## START Task inputs

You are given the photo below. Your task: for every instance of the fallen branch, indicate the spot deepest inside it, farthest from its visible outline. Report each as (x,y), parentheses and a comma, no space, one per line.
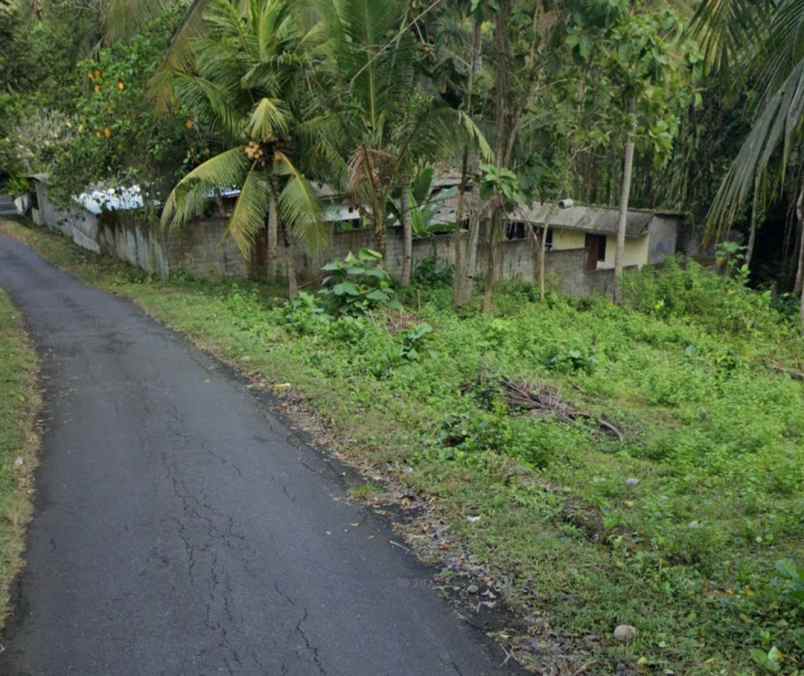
(543,400)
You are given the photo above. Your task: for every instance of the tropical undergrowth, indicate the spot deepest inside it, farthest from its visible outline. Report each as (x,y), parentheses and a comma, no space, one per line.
(19,402)
(678,528)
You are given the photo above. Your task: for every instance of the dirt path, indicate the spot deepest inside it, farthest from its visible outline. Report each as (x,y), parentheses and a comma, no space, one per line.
(182,529)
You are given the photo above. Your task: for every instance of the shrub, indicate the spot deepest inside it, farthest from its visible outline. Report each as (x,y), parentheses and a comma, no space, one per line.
(357,285)
(720,303)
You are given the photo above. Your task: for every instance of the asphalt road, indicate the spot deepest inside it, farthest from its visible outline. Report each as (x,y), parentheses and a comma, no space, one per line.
(181,528)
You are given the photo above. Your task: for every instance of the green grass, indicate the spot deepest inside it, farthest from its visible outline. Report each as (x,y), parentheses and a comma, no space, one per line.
(19,403)
(676,530)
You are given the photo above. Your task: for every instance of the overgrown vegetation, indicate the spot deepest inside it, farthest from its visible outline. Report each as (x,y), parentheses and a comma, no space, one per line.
(678,529)
(19,403)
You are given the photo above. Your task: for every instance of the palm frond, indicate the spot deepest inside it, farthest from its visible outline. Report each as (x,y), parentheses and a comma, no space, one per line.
(200,93)
(476,136)
(776,127)
(269,120)
(248,218)
(299,206)
(190,196)
(784,47)
(726,27)
(122,18)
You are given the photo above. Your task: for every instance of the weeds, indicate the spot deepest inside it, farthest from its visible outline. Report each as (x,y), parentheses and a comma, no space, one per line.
(677,529)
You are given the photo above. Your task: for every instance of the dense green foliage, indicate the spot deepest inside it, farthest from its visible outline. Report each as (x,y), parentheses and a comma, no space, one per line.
(18,407)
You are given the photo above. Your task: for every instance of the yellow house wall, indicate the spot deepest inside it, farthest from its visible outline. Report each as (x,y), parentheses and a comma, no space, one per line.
(636,252)
(564,240)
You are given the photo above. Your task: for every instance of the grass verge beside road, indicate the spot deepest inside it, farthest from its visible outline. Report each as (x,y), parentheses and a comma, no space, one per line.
(19,407)
(676,528)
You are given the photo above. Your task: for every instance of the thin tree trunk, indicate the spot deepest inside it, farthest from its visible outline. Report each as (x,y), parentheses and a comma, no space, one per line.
(752,237)
(799,285)
(476,45)
(624,200)
(271,239)
(407,233)
(504,131)
(542,260)
(491,276)
(459,283)
(800,274)
(290,263)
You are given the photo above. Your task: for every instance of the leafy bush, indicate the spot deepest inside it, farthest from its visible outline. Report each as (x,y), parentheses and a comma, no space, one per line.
(718,302)
(305,315)
(357,284)
(570,360)
(412,341)
(113,114)
(433,272)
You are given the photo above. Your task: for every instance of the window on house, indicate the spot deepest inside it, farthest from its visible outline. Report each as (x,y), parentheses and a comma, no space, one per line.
(595,251)
(515,231)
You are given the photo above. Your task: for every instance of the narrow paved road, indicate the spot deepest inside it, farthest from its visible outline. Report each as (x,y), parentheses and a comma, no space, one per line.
(182,530)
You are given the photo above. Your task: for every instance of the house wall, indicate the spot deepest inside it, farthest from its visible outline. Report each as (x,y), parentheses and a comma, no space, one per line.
(664,238)
(565,240)
(203,249)
(636,253)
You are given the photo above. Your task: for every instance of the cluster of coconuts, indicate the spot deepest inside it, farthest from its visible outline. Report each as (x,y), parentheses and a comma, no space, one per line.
(258,152)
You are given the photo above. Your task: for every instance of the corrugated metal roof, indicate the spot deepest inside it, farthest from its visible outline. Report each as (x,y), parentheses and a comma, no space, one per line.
(597,220)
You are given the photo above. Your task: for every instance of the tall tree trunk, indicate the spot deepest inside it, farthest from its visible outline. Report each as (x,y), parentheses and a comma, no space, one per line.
(492,267)
(542,260)
(476,45)
(379,232)
(800,274)
(799,285)
(459,281)
(407,234)
(624,200)
(271,238)
(504,117)
(290,263)
(464,257)
(752,236)
(465,273)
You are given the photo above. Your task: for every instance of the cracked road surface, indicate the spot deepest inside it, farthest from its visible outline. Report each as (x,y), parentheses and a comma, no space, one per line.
(181,530)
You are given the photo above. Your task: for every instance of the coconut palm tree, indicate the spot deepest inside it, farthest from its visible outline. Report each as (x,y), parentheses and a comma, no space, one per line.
(769,36)
(378,122)
(247,81)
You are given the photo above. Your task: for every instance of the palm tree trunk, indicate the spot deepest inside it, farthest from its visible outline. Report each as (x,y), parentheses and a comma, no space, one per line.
(466,261)
(800,274)
(476,45)
(492,271)
(624,200)
(290,263)
(542,257)
(799,285)
(752,237)
(271,239)
(407,234)
(505,130)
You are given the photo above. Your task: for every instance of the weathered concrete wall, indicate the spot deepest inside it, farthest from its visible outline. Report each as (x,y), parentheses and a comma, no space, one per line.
(635,253)
(76,223)
(204,250)
(132,240)
(664,239)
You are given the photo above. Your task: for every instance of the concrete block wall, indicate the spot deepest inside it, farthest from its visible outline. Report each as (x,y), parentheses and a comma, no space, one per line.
(204,250)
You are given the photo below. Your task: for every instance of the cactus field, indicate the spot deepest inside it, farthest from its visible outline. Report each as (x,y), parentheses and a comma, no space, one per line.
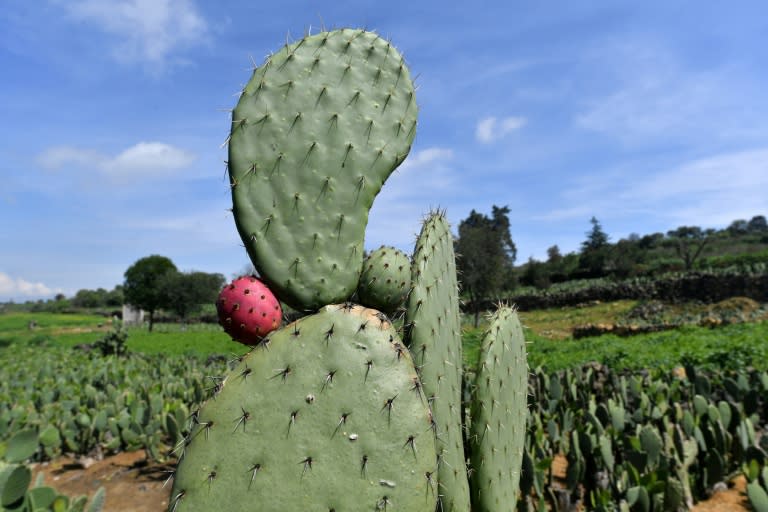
(373,395)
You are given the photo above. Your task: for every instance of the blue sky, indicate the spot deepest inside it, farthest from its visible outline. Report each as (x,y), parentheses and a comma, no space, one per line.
(647,115)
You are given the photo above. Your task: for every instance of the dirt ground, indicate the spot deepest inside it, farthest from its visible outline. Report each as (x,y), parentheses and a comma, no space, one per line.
(133,485)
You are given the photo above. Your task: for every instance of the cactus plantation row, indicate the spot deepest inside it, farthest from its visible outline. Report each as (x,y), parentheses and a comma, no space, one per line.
(338,411)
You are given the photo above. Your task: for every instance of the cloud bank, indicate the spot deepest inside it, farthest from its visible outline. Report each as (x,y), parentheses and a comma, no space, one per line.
(146,31)
(12,288)
(144,158)
(491,129)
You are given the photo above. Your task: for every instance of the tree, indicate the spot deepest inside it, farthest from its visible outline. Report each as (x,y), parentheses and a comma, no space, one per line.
(485,255)
(594,250)
(142,287)
(186,292)
(757,224)
(689,241)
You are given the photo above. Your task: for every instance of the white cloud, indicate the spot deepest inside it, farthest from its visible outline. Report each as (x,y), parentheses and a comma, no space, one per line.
(491,129)
(710,191)
(147,30)
(397,213)
(144,159)
(11,288)
(653,95)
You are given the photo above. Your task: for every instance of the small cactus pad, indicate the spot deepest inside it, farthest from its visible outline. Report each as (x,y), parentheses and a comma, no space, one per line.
(386,279)
(317,130)
(327,414)
(248,310)
(499,413)
(433,326)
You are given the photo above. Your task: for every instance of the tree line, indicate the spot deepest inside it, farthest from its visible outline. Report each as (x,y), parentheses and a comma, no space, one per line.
(486,254)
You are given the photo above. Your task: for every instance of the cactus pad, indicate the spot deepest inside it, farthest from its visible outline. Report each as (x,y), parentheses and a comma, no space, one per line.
(386,279)
(433,329)
(317,130)
(499,414)
(327,414)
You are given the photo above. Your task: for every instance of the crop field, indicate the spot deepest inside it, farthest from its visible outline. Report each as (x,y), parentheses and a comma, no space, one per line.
(595,402)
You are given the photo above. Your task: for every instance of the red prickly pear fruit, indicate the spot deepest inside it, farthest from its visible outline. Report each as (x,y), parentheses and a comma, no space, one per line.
(248,310)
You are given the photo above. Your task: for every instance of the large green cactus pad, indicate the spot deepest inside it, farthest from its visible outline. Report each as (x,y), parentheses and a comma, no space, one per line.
(433,325)
(499,413)
(327,415)
(316,132)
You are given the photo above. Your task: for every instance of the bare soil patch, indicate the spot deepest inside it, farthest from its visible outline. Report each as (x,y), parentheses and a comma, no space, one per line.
(132,484)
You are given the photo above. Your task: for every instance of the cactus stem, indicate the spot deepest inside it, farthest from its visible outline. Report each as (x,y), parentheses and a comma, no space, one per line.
(253,470)
(176,500)
(342,421)
(329,334)
(344,74)
(412,442)
(309,152)
(283,372)
(350,147)
(294,414)
(307,465)
(338,230)
(368,366)
(328,379)
(285,62)
(295,120)
(245,373)
(276,167)
(242,419)
(320,96)
(333,122)
(386,102)
(388,403)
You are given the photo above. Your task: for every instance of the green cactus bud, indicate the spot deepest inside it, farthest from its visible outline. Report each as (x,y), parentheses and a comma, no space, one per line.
(318,128)
(386,279)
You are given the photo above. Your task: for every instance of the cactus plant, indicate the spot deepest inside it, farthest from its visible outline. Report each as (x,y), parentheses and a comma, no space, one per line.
(248,310)
(332,412)
(318,128)
(386,279)
(499,413)
(327,414)
(433,328)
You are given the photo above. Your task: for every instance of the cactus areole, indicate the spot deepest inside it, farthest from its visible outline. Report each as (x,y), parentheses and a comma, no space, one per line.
(248,310)
(317,129)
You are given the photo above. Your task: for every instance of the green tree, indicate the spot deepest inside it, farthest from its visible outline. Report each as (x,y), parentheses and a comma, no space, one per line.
(143,288)
(186,292)
(485,255)
(689,242)
(595,250)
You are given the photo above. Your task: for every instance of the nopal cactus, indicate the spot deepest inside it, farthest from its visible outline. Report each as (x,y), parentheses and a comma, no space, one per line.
(318,128)
(499,413)
(327,414)
(248,310)
(333,412)
(433,327)
(386,279)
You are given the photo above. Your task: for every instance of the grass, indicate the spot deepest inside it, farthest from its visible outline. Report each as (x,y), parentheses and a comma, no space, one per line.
(548,332)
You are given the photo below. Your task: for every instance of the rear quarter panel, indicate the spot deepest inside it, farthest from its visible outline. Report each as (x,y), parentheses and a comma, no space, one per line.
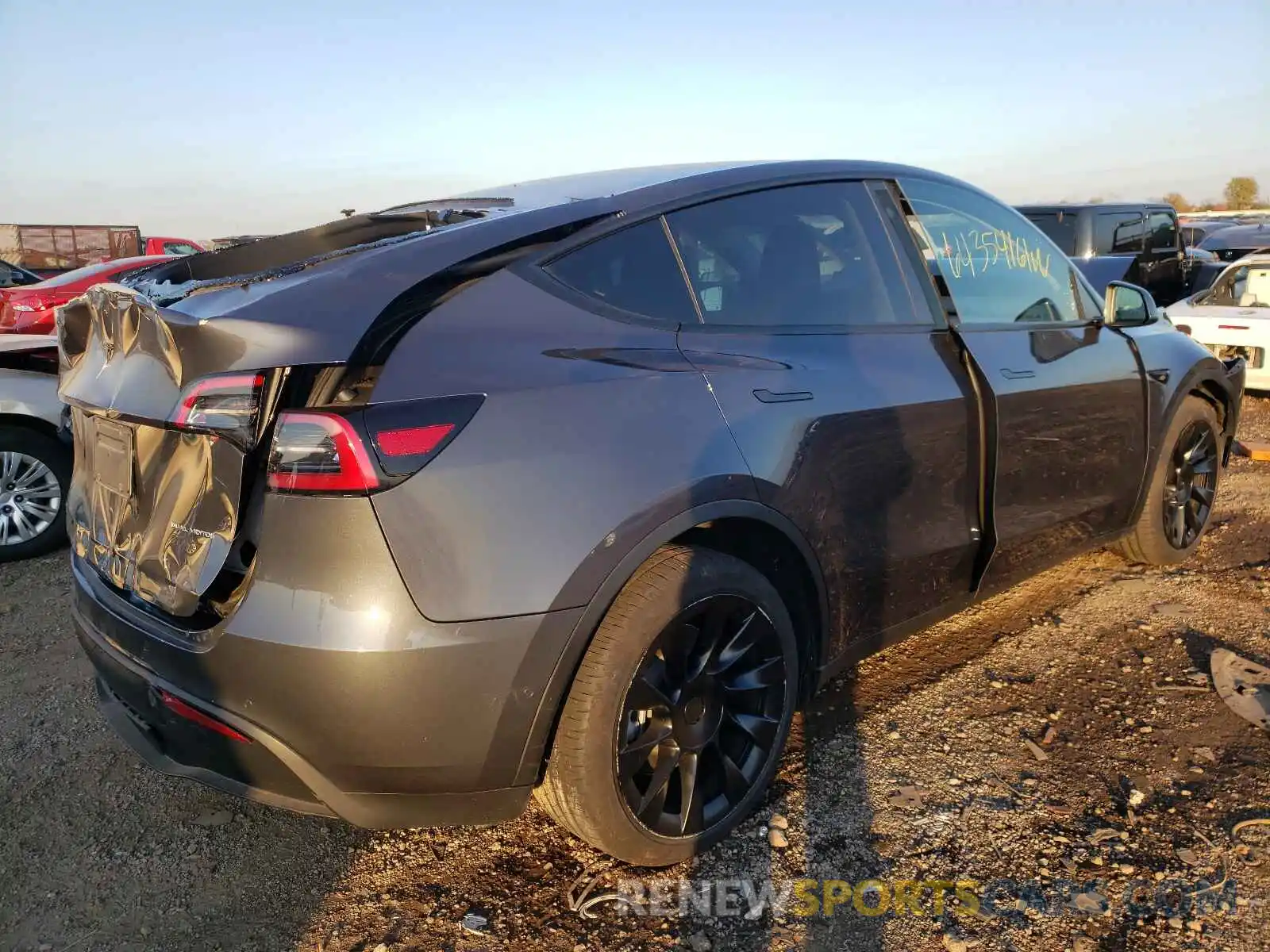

## END Task inputs

Work instructions -
Pick out every line of the records above that contains the word "house", matching case exactly, and copy each of those lines.

Expected output -
You are given the photo above. Your task: for every instance of the yellow house wall, indicate the spot deepest inside it, farthest from its visible outline. Report each as (x,y), parentheses and a comma, no space, one per line.
You are given the photo above. Your task: for every instance of the window on house, indicate the spot deepest inside it, farthest from its visible outline. Report each as (x,y), parentheses and a comma, no space, one per line.
You are given the photo above. Your task: for every instance of the house wall, indicate the spot deepest inside it, farthest from its visible outline. Report each as (x,y), parentheses and a comma, no space, one per line.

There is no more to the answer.